◆ Source passage:
Four Duo Duo Poems in new Paris Review

Paris Review No. 233, Summer 2020 is now available, featuring four poems by Duo Duo 多多 in my translation: “If No Echo, No Monologue” 没有应和就没有独白, “Where Phrase Blooms” 在词语的开花之地, “See the Smoke in the Bottle, the Sail in the Bottle” 看瓶子里的烟, 瓶子里的帆, and “No Home in Words” 词内无家.

Follow the links to read excerpts of them them online, or the link above to order the issue.

New Poetry by Duo Duo in Harvard Review

The Harvard Review has just published my translation of “That Time” 那时, by Duo Duo 多多, a section from his series The Desire of the Rose Now the Same as the Desire of Swords 玫瑰的欲望已经与剑的欲望一致.

In the brief introduction, I write:

The sequence as a whole is about the vicissitudes of memory: its pains but also its joys. The images that end “That Time,” horses and gravestones, are familiar throughout Duo Duo’s oeuvre, but here they are defamiliarized. The whole sequence ends with “remembrance” being the pursuit of “what is ahead,” while “the moment of happiness is the moment of memory.”

Here is how the poem begins:

why does the camel need twin humps to make it through the desert?

I look at you, you only look at yourself
I look there, I only see you

I look at things I cannot see
I see time—that long, long rose

at that time the lion could still think, no flames of fury in the beauty’s eyes
at that time we could still walk into things we could not understand

it’s the heart that creates the invisible, between riddle
and its four walls, letting the parable of life pass through the ring

the way my sunlight might pierce your eyes
to see some even farther place

为什么骆驼需要双峰才能穿越沙漠?

我望着你,你只望着自己
我望着那里,我只望到你

我在看我看不到的事物
我看到了时间——那朵漫长的玫瑰

那时狮子还会思考,美人眼中还没有怒火
那时我们还能走进不可理解的事物

是心灵创造不可见的,在谜
和它强大的四壁之间,容生活的寓言穿过指环

如我的日光能够穿透你的眼睛
就会看到更远的地方

Many thanks to Tammy Lai-ming Ho for her suggestions on my translations!

Click on the link above for the poem in full.

“Tiananmen Thirty Years On” feature at Cha

Announcing the June/July issue of Cha: An Asian Literary Journal, the “Tiananmen Thirty Years On” feature, edited by Tammy Lai-Ming Ho and Lucas Klein, along with a special feature of poems by and in mourning of Meng Lang 孟浪.

◆ Information provided:
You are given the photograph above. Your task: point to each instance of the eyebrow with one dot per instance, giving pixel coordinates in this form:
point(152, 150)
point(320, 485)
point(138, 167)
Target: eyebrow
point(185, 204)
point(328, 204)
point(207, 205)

◆ Problem to solve: From the Duo Duo translation notes above, extract the passage from "Follow the links" to "through the desert?", copying it word for word.

◆ Answer for the task:
Follow the links to read excerpts of them them online, or the link above to order the issue.

New Poetry by Duo Duo in Harvard Review

The Harvard Review has just published my translation of “That Time” 那时, by Duo Duo 多多, a section from his series The Desire of the Rose Now the Same as the Desire of Swords 玫瑰的欲望已经与剑的欲望一致.

In the brief introduction, I write:

The sequence as a whole is about the vicissitudes of memory: its pains but also its joys. The images that end “That Time,” horses and gravestones, are familiar throughout Duo Duo’s oeuvre, but here they are defamiliarized. The whole sequence ends with “remembrance” being the pursuit of “what is ahead,” while “the moment of happiness is the moment of memory.”

Here is how the poem begins:

why does the camel need twin humps to make it through the desert?